### Goal:
Rewrite the entries below, replacing "one point per instance" with "one point for each instance" wherever it occurs and leaving everything else unchanged.

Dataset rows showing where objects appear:
[Begin]
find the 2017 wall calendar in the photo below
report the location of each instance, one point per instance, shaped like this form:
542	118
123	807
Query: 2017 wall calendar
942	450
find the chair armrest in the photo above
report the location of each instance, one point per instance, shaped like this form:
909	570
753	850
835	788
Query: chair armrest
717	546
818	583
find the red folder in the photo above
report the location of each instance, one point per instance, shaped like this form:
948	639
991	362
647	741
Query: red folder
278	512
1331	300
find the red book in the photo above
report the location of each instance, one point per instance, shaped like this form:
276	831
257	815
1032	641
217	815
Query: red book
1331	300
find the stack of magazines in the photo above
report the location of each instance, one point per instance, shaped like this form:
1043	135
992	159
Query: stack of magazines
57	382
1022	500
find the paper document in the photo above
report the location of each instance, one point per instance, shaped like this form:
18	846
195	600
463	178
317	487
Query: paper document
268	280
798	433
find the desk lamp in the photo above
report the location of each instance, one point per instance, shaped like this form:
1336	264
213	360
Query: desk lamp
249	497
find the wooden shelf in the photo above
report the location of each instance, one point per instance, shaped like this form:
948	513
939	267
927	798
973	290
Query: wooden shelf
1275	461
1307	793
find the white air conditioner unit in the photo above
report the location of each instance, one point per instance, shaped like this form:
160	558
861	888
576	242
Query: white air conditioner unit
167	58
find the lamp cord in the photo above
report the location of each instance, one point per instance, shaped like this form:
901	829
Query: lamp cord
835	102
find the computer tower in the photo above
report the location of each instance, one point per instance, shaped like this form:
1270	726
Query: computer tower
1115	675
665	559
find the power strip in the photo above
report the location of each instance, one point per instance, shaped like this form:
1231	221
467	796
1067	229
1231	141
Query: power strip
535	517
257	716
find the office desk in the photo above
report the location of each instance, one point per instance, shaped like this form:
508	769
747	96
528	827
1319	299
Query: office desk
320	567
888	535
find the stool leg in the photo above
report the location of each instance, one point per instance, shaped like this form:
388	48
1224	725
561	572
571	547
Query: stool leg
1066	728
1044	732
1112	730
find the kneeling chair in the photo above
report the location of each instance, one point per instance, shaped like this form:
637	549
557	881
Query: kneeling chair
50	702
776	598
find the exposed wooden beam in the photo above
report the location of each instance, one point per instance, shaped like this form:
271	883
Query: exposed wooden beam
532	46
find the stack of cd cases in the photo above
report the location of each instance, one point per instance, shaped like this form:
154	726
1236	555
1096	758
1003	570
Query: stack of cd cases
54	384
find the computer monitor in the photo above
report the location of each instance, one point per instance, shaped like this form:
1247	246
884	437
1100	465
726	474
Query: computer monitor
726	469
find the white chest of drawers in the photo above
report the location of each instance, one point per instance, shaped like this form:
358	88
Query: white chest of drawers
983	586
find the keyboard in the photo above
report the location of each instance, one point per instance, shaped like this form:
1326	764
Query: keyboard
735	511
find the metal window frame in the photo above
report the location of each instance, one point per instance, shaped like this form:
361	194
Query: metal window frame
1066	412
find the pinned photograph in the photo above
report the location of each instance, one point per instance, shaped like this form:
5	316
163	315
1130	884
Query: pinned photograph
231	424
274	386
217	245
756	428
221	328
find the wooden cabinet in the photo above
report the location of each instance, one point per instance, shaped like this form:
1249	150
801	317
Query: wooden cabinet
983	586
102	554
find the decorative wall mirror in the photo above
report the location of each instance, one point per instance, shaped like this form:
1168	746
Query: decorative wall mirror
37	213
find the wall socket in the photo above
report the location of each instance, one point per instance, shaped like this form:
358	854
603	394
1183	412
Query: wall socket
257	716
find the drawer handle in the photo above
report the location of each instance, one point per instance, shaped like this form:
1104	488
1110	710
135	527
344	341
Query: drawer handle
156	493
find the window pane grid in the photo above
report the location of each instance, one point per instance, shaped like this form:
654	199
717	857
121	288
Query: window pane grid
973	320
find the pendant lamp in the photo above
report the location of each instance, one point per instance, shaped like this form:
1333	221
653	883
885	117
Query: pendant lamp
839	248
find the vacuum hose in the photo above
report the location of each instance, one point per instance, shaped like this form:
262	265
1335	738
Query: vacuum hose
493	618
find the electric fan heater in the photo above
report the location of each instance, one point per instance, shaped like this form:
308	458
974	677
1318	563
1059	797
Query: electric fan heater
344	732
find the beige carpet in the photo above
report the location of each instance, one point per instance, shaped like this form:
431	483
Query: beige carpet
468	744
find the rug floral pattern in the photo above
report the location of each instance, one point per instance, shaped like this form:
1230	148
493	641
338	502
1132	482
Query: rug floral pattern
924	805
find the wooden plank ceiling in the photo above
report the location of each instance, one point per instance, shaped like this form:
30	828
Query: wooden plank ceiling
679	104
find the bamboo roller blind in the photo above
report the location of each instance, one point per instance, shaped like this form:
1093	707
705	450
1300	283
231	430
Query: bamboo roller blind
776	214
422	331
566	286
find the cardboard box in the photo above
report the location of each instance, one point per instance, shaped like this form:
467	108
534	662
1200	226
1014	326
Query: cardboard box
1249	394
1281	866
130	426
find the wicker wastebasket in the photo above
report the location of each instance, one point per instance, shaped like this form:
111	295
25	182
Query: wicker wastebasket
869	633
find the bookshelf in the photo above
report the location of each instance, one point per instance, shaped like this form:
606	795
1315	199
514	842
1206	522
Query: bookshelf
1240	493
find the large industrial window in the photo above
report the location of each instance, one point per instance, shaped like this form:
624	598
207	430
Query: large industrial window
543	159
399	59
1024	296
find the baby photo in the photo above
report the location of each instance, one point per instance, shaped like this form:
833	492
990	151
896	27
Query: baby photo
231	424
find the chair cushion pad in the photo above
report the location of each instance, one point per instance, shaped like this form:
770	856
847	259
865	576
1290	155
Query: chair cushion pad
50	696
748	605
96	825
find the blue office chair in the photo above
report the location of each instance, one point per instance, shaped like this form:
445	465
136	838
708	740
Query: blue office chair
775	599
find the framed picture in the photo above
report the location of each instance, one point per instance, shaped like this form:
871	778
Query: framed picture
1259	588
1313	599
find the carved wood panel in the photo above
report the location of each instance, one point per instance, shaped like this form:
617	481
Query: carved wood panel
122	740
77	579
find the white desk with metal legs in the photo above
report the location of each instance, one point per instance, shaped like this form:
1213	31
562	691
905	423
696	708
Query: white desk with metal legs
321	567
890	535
[End]
### Result for this task:
find the 2017 wall calendar in the photo below
report the location of each instance, one point for each instance, shaped like this form:
542	118
123	807
Query: 2017 wall calendar
942	450
find the chair armrest in the photo above
report the location of each instance, one point for each instance, shaped like this form:
909	570
753	850
835	788
Query: chair armrest
717	546
818	583
find the red folder in the photo above
report the location of each instance, one point for each instance, shaped like this form:
948	639
991	362
647	741
Query: red folder
278	512
1331	300
find the red book in the photo above
report the location of each instance, one point for each instance, shaped like this form:
276	831
257	815
1032	641
217	815
Query: red book
1331	300
find the stack of magazines in the photo above
report the location of each instance, one point for each instance, shaped like this form:
1043	135
992	159
Query: stack of magazines
57	382
1022	500
find the paper document in the photo above
report the location of each instance, one point for each instance, shaped like this form:
18	846
195	600
463	178
317	487
Query: paper document
268	280
798	433
find the desk lamp in the photo above
report the location of each instance, one point for each instance, shaped like this form:
1336	264
213	360
Query: desk lamp
249	497
find the wooden shelf in the photo above
report the location of each instance, one point for each instance, shaped like this form:
948	513
939	267
927	798
973	290
Query: wooden shelf
1275	461
1307	793
find the white air conditioner unit in the photo above
report the location of each instance, one point for each instance, shaped like this form:
160	558
861	888
576	242
Query: white air conditioner unit
167	58
find the lamp cord in the photo above
report the location of each instance, one point for each instance, shaped like this form:
901	829
Query: lamp cord
835	102
find the computer tower in the photo above
report the location of each instance, one point for each instance, shaped like this form:
1270	726
Query: computer tower
1115	675
665	559
find the power strip in the photo above
report the location of each instance, one point for each instance, shaped like this form:
1231	221
467	796
1067	229
1231	141
Query: power strip
535	517
257	716
find the office desk in the photo above
report the location of each instance, one point for each instance, shaped like this form:
508	769
747	96
528	827
1319	299
Query: office desk
320	567
888	535
find the stool leg in the photo above
report the location of each instance, one point for each instance, shaped like this form:
388	48
1224	725
561	572
571	547
Query: stool leg
1066	728
1044	732
1112	730
find the kneeling chair in the photo above
report the location of each instance, one point for each instance, shaped like this form:
637	549
557	881
Query: kneeling chair
50	702
776	598
find the exposed wooden beam in the photo above
report the location of each instance, one point for each instance, shaped like this form:
271	883
Query: exposed wooden beam
532	46
find the stack of cd cases in the photo above
report the location of each instance, one point for each instance, shaped like this form:
154	726
1236	555
1096	758
1003	570
Query: stack of cd cases
54	384
find the computer monitor in the photo above
report the location of each instance, one point for each instance, shaped like this form:
1247	246
884	437
1100	465
726	474
Query: computer monitor
726	469
find the white chest of drawers in the photo above
report the location of each instance, one point for each instance, shaped like this form:
358	88
Query: white chest of drawers
983	586
find the keyboard in the photo above
report the location of each instance, one point for each instance, shaped like this form:
1326	764
Query: keyboard
735	511
find the metal window frame in the photo above
report the location of each instance, one point for each instance, shaped like this form:
361	194
Query: metal window frame
1066	412
find the pinned photograph in the photo above
report the location of each instance, one point for each instance, shaped like this form:
5	316
163	315
1130	884
Query: pinned photograph
231	424
274	386
217	245
756	428
221	328
find the wooden cabinet in the photo above
report the location of each instance, one point for each instance, shaped like this form:
1249	150
801	317
Query: wooden cabinet
983	586
102	554
find the decorative wall mirror in the photo above
report the location of each instance, one point for each instance, shaped like this form:
1168	746
Query: decorative wall mirror
37	213
find the wall socket in the photo above
report the location of each instance, one point for each instance, shaped like this form:
358	854
603	394
1183	412
Query: wall socket
257	716
find the drawer handle in the photo above
report the location of each instance, one point for each instance, shaped like this form:
1104	488
1110	710
135	527
344	341
Query: drawer handle
156	493
find the window pane grid in the photo above
report the location of each instance, one point for each instance, shaped like this form:
654	199
717	857
121	288
Query: window pane grid
973	320
find the pendant lamp in the photo above
report the location of each instance, one point for each instance, shaped like this form:
1333	221
653	883
885	117
Query: pendant lamp
839	248
find the vacuum hose in the photo above
report the location of each instance, one point for each instance, shaped like this form:
262	265
1335	738
Query: vacuum hose
493	618
find the electric fan heater in the photo above
report the location of each instance, one point for each instance, shaped like this form:
308	458
974	677
1318	563
1059	797
Query: electric fan heater
344	732
find the beige carpet in the photo above
report the location of each instance, one point for each instance, shaped like this form:
431	483
Query: beige carpet
468	744
find the rug floral pattern in the photo above
report the location of each instance, one point for each instance, shaped like this form:
1230	148
493	641
338	502
1132	482
Query: rug floral pattern
924	805
find the wooden plank ceiling in the photo above
report the location of each instance, one point for each instance, shaped like this form:
30	828
Query: wooden plank ceiling
679	104
find the bamboo roller blind in the photo above
report the location of each instance, one point for each instance, shaped like this form:
1093	707
705	450
1300	283
231	430
Query: bamboo roller blind
776	214
422	331
566	286
find the cardboard box in the photo above
report the location of each instance, one point for each instance, shaped like this form:
467	108
534	662
1200	226
1014	326
Query: cardboard box
1249	394
1281	866
130	426
find the wicker wastebasket in the photo above
report the location of each instance, one point for each instance, shaped like this form:
111	295
25	182
Query: wicker wastebasket
869	633
find the bookshelf in the photo above
report the location of each instance, one point for each instance, shaped like this form:
606	795
1315	199
514	842
1206	522
Query: bookshelf
1240	493
find the large industrial window in the photo above
report the location of each instance, one point for each instance, shaped like this form:
624	598
207	430
Query: large industrial window
543	159
399	59
1024	296
find the baby photo in the photo above
report the location of each instance, one point for each instance, shaped like this form:
833	492
990	151
896	27
Query: baby photo
231	424
find the chair cushion pad in the photo above
report the location of each instance, one point for each instance, shaped like this form:
770	856
847	259
865	576
1290	155
Query: chair cushion pad
50	696
748	605
96	825
find the blue office chair in the photo above
report the location of each instance, one point for each instance, shaped like this form:
445	465
136	838
708	740
Query: blue office chair
775	599
find the framed picture in the photo above
report the location of each instance, one point for each instance, shaped like this form:
871	778
Query: framed picture
1259	588
1313	599
find the carved wood panel in the photo above
report the location of each instance, one point for each instance, shaped like this form:
617	481
Query: carved wood panel
122	740
77	579
find the white desk with metal legs in the photo above
report the location of each instance, one point for each instance, shaped like this form:
1213	31
562	691
905	423
696	708
Query: white desk with metal legs
321	567
890	535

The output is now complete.